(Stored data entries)
◆ ◆ ◆ ◆
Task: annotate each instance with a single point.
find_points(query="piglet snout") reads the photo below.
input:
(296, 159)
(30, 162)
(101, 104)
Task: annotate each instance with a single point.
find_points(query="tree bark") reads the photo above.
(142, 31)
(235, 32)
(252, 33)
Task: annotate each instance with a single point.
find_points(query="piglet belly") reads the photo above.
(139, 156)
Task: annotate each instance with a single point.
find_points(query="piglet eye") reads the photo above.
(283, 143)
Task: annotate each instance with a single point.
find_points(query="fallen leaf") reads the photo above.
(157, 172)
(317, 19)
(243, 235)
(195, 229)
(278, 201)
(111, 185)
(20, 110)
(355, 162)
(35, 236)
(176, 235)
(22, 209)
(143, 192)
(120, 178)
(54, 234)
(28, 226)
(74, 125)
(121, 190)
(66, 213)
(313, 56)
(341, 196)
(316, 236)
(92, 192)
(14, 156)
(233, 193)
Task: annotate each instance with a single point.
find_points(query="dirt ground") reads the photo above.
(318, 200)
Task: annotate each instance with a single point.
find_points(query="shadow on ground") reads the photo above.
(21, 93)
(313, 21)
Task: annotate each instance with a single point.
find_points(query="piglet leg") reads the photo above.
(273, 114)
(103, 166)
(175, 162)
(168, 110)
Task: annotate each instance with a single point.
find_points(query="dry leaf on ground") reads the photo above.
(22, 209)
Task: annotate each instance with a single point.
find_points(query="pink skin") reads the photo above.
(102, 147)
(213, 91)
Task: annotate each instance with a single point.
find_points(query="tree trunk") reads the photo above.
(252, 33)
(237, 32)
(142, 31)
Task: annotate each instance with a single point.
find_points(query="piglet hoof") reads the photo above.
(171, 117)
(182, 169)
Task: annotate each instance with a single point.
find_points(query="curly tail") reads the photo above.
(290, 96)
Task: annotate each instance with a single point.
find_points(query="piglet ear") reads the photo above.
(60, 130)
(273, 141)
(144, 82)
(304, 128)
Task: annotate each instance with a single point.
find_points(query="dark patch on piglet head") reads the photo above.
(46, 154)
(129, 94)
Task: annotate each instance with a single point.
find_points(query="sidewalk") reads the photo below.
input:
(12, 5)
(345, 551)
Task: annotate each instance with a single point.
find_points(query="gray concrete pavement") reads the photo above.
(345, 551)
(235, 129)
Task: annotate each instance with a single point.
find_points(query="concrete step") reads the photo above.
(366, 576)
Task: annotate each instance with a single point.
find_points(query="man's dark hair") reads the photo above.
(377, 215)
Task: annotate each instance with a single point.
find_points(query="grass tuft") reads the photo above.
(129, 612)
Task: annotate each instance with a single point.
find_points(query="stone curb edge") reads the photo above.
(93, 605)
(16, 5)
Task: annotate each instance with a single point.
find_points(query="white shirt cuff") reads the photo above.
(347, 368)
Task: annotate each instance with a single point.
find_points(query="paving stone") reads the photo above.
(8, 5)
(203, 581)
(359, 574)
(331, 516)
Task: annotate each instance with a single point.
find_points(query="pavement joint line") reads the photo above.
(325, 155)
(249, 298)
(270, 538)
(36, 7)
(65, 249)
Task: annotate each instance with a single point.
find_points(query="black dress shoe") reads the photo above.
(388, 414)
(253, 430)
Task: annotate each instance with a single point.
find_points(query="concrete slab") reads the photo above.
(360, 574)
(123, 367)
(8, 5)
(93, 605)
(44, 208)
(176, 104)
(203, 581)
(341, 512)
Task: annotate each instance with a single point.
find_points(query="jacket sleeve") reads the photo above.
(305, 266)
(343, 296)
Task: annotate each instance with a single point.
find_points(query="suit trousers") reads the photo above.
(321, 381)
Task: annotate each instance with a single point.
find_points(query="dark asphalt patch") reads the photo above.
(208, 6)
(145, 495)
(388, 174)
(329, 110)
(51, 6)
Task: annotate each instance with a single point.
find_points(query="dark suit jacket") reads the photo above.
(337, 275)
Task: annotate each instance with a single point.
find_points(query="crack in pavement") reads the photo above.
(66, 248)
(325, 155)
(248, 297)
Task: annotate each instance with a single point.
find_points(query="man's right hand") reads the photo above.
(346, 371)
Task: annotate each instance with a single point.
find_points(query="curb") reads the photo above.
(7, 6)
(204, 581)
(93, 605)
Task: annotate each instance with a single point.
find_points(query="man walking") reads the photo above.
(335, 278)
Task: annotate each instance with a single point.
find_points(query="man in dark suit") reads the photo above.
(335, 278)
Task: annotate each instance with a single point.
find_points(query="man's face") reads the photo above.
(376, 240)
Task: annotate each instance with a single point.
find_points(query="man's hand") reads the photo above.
◆ ◆ ◆ ◆
Objective → Repeat each entry word for word.

Response to this exercise →
Task: annotate each instance with a single point.
find_points(query="piglet snout") reads the photo below.
input:
(296, 159)
(30, 162)
(101, 104)
Task: annotate each instance with a single point.
find_points(query="tree bark") reads the photo above.
(142, 31)
(235, 32)
(252, 33)
Task: annotate each instance with a single point.
find_points(query="piglet belly") reads the photo above.
(139, 156)
Task: annotate each instance with a single point.
find_points(query="piglet eye") reads the photo above.
(283, 143)
Task: annotate each instance with a single point.
find_points(query="fallen leaf") reads the photo above.
(157, 172)
(317, 19)
(243, 235)
(195, 229)
(278, 201)
(111, 185)
(20, 110)
(355, 162)
(35, 236)
(176, 235)
(22, 209)
(143, 192)
(120, 178)
(54, 234)
(28, 226)
(74, 125)
(121, 190)
(66, 213)
(313, 56)
(341, 196)
(316, 236)
(92, 192)
(14, 156)
(233, 193)
Task: annotate each instance with a single point.
find_points(query="dirt ground") reads the photo above.
(318, 200)
Task: annotate each instance with a single point.
find_points(query="shadow on ground") reads the photo above.
(21, 93)
(313, 21)
Task: annotate each instance with a single point.
find_points(query="piglet leg") reads the photo above.
(273, 114)
(103, 166)
(175, 162)
(168, 110)
Task: annotate each instance with a single point.
find_points(query="dry leaf on ground") reads the photo above.
(22, 209)
Task: annotate each instance with a single point.
find_points(query="pink skin") reads the photo above.
(102, 147)
(213, 91)
Task: annotate each instance with a single point.
find_points(query="tree trunk") reads the photo above.
(252, 33)
(237, 32)
(142, 31)
Task: annotate each instance with a single point.
find_points(query="piglet hoof") reads the photo above.
(171, 117)
(182, 169)
Task: annotate each instance with a single point.
find_points(query="curly tail") reads the photo above.
(290, 96)
Task: annotate each instance with a single point.
find_points(query="piglet ear") reads the photo above.
(60, 130)
(273, 141)
(144, 82)
(304, 128)
Task: annotate each instance with a single point.
find_points(query="dark patch on piglet head") reads the photo above.
(46, 154)
(129, 94)
Task: annotate each instance with a single point.
find_points(query="sidewalk") reads the photo below.
input:
(12, 5)
(345, 551)
Task: annotate each instance with a single point.
find_points(query="gray concrete pavement") reads the photo above.
(345, 551)
(235, 129)
Task: annotate each instance with a single point.
find_points(query="concrete step") reads the photo above.
(366, 576)
Task: annotate each instance with a single point.
find_points(query="man's dark hair") reads the photo above.
(377, 215)
Task: annotate each instance with a single point.
find_points(query="grass tuft") reads the photo above.
(129, 612)
Task: annotate each instance with a single point.
find_points(query="stone curb edge") reads the photo above.
(93, 605)
(16, 5)
Task: annotate each instance with a single point.
find_points(query="white shirt cuff") reads the photo above.
(347, 368)
Task: annotate each instance with a single point.
find_points(query="paving stone") reads the photo above.
(8, 5)
(203, 581)
(359, 574)
(331, 516)
Task: annotate each instance with a single point.
find_points(query="pavement joint line") reads the photo above.
(325, 155)
(249, 298)
(270, 538)
(36, 7)
(65, 249)
Task: annotate each instance with a single point.
find_points(query="black dress shoe") reads the photo above.
(388, 414)
(253, 430)
Task: annotate each instance with a single point.
find_points(query="concrete slab") reads the photo above.
(360, 574)
(123, 367)
(8, 5)
(93, 605)
(44, 208)
(176, 104)
(203, 581)
(341, 512)
Task: annotate each instance with a single point.
find_points(query="jacket sleeve") reads the photo above.
(305, 266)
(343, 296)
Task: annotate each instance with a single point.
find_points(query="suit trousers") reads the photo above.
(321, 381)
Task: annotate each instance with a single point.
find_points(query="dark asphalt patch") reads the photo above.
(208, 6)
(145, 495)
(388, 174)
(329, 110)
(51, 6)
Task: annotate each instance with a single point.
find_points(query="dark suit jacket") reads the photo above.
(337, 275)
Task: annotate each instance with a single point.
find_points(query="crack in pavement") reads the photo above.
(66, 248)
(325, 155)
(248, 297)
Task: annotate each instance with a single point.
find_points(query="man's right hand") reads the photo above.
(346, 371)
Task: annotate each instance with a single point.
find_points(query="curb") reads the photo above.
(7, 6)
(204, 581)
(93, 605)
Task: annotate each instance with a single point.
find_points(query="man walking") reads the photo above.
(335, 278)
Task: annotate each instance with a single point.
find_points(query="man in dark suit") reads the photo above.
(335, 278)
Task: annotate each instance with a single point.
find_points(query="man's face") reads the photo above.
(376, 240)
Task: annotate each instance with a single point.
find_points(query="man's hand") reads the photo above.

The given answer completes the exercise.